• [TASK ITEM]: Each line of the records containing "flower" is to be copied out and returned.

• [LISTED ENTRIES]:
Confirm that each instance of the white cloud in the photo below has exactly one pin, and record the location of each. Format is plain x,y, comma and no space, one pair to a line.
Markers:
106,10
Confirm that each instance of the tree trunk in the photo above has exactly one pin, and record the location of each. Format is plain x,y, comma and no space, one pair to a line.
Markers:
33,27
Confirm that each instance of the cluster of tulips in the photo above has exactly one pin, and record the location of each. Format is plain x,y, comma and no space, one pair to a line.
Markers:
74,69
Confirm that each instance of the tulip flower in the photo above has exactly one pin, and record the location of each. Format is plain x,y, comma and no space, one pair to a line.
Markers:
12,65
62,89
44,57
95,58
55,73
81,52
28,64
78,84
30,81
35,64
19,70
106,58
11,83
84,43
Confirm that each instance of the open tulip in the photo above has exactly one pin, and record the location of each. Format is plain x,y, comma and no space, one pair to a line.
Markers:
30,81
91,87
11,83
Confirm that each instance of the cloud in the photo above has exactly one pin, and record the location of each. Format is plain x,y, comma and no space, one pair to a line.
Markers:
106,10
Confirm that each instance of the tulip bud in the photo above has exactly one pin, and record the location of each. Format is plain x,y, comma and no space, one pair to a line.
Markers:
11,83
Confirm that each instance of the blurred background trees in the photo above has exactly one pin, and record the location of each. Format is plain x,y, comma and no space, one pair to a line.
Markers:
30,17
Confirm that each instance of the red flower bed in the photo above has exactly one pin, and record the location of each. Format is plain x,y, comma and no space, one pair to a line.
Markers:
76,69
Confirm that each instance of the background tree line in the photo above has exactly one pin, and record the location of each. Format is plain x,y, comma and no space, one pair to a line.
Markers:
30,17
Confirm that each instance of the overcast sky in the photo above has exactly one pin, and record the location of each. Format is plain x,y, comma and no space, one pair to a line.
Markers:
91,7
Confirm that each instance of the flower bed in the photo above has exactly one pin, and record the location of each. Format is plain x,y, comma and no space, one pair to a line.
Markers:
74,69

• [FINISHED EXERCISE]:
Confirm that each instance of the tulip flower in the photo above has exactly one pin, and record the location of each. Format is plain x,y, comma and no space, one pair to a line.
Confirm that each instance of the red flower bed in the photo above has exactly one pin, and record the location of each. Format is plain x,y, comma and no space, one pair to a line.
Confirm that each instance of the flower bed in the photo above has exactly one pin, and record the location of each. Format is plain x,y, comma and no space, one pair to a line.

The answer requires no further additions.